Excerpt to read:
Monday, July 16, 2012

I've gotten a few email requests and calls about speaking at an auto-immune disease support group function. When I first started getting these requests I considered it. Then I thought about it a little more and decided I'm probably not the right person for the job. Although, I attempt to play an appropriate professional during the day (some days at least) and frequently speak in public, I have some filtering issues when it comes to my personal experiences. I'm most certain to offend someone. F bombs roll out, uncomfortable subjects like weird bodily happenings are discussed and let's not forget about my somewhat odd sense of humor. I explained this to the person asking me and she said that's exactly why they wanted me. Hmmm. Still not sure.

I would be able to share the following for those new to medications and treatments:

stomach upset = explosive diarrhea

change in taste = everything but three foods taste like metal and B.O.

(Stored items from a collection)
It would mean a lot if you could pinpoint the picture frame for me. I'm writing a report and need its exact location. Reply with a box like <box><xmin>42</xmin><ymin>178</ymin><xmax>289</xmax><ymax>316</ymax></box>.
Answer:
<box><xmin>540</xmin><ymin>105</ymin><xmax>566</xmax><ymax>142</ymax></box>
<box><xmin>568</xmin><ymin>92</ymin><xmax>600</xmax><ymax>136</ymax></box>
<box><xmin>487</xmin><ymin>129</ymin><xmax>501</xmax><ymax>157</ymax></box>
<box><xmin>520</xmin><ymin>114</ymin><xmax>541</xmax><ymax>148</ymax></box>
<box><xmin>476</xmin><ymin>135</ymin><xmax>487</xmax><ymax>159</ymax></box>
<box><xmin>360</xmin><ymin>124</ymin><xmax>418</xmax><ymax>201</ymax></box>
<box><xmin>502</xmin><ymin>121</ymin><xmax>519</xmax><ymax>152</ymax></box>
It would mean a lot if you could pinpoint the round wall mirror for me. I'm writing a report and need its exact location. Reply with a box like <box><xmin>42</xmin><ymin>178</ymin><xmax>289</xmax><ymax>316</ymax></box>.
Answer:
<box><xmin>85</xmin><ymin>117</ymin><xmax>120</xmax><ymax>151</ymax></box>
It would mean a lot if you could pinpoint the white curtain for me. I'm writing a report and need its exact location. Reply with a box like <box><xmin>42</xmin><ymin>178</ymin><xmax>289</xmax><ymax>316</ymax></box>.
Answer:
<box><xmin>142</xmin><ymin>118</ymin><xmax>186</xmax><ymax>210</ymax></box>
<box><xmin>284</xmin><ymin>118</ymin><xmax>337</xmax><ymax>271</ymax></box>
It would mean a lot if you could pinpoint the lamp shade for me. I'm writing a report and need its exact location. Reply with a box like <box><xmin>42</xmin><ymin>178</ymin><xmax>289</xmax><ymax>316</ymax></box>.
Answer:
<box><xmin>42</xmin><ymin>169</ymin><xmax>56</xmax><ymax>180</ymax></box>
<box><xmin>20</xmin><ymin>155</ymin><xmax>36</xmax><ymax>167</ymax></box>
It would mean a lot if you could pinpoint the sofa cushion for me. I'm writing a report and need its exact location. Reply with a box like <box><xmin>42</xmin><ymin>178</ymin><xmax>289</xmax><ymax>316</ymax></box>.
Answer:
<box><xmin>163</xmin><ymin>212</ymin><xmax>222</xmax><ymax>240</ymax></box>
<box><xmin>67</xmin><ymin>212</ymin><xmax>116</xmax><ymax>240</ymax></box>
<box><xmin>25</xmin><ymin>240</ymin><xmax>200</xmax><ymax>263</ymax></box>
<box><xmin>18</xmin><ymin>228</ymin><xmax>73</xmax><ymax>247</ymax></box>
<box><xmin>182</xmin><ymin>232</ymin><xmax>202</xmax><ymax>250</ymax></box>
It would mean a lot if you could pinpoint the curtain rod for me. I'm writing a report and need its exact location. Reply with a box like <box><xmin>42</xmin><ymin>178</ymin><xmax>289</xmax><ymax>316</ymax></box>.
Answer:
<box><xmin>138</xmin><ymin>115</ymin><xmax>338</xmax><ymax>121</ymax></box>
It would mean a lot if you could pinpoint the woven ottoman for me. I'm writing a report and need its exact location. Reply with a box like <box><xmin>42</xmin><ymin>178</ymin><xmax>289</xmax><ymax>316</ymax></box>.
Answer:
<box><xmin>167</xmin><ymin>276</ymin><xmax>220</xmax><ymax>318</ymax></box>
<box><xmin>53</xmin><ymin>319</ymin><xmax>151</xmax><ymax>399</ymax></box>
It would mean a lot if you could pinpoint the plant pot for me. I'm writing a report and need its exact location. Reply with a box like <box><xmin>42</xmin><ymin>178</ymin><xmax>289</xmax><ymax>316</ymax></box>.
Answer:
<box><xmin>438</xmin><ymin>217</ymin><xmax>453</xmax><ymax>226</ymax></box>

Prompt 1:
In the blog post above, restate word for word the part that opens with the words containing "Monday, July 16, 2012" and closes with "Still not sure.".
Prompt 2:
From the blog post above, list the things the writer names that would likely offend someone in a talk.

Your solution 1:
Monday, July 16, 2012

I've gotten a few email requests and calls about speaking at an auto-immune disease support group function. When I first started getting these requests I considered it. Then I thought about it a little more and decided I'm probably not the right person for the job. Although, I attempt to play an appropriate professional during the day (some days at least) and frequently speak in public, I have some filtering issues when it comes to my personal experiences. I'm most certain to offend someone. F bombs roll out, uncomfortable subjects like weird bodily happenings are discussed and let's not forget about my somewhat odd sense of humor. I explained this to the person asking me and she said that's exactly why they wanted me. Hmmm. Still not sure.

Your solution 2:
- F bombs rolling out
- Uncomfortable subjects like weird bodily happenings
- The writer's somewhat odd sense of humor